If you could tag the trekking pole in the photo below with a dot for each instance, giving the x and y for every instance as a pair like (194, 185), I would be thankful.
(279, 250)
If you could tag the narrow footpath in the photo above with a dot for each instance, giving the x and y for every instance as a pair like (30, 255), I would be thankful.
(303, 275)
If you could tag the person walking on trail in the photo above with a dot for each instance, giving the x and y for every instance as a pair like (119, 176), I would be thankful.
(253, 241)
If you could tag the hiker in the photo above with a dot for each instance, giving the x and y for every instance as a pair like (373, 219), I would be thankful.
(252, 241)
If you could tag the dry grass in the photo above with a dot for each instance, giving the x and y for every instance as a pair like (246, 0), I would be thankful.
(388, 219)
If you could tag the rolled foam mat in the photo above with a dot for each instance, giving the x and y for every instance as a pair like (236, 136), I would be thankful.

::::

* Exercise requirements:
Lay out the entries above as a numbered list, leaving out any blank lines.

* Correct result:
1. If you could tag the trekking pole in the photo below with a dot for each instance, giving the x and y for every instance as a pair like (194, 185), I would be thankful.
2. (279, 250)
3. If you could tag the narrow footpath in the photo above with a dot for each instance, giving the x and y for every instance as a pair like (30, 255), I would be thankful.
4. (303, 275)
5. If you could tag the person walking on trail in the photo above with a dot for each instance, giving the x and y for every instance as a pair like (119, 176), I would be thankful.
6. (253, 241)
7. If you could tag the hiker in the photo above with a dot for each instance, giving the x and y for every instance as a pair like (373, 219), I would be thankful.
8. (252, 241)
9. If you could tag the dry grass in the photo above with a dot for each instance, giving the x and y for every instance as a pair like (246, 0), I would be thankful.
10. (388, 219)
11. If you could tag the rolled foam mat in the photo above with a dot for each instance, giving the x and y for every instance as a pair like (236, 136), I would be thankful.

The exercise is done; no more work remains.